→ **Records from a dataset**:
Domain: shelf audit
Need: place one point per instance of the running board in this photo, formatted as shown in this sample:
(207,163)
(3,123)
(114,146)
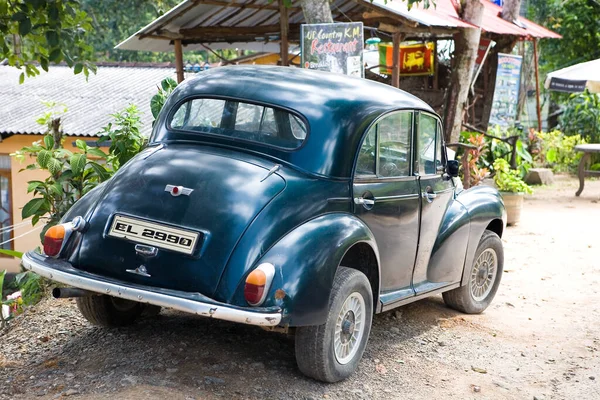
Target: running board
(420,296)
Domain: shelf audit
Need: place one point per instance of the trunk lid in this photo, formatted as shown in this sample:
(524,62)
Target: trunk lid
(227,195)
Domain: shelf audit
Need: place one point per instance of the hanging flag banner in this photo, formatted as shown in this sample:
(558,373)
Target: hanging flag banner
(415,59)
(506,93)
(333,47)
(482,51)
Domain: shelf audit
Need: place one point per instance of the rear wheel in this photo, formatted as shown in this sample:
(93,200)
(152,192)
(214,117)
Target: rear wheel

→ **GIVEN TASK**: Reproduce all of the material above word for word. Omit the pictures.

→ **TASK OUTPUT**:
Domain: shelf audit
Need: place one point per instance of the running board in this photo, formatted as shown in this sample:
(207,163)
(3,123)
(114,146)
Target: running board
(420,296)
Domain: shelf audit
Need: place one point per instance of the trunk lid in this photo, formatted as shown in this sample:
(524,62)
Target: trunk lid
(227,195)
Domain: shelf audit
Need: place one point per instance of the hanging flag banner in this photo, formatted as shown in this sample:
(558,373)
Target: hanging flag banner
(415,59)
(506,93)
(333,47)
(482,51)
Domain: shelf audit
Need: place one point per instance of the rear wheel in this photo, formatted as shown in this sample:
(93,200)
(152,192)
(214,117)
Target: rear wheel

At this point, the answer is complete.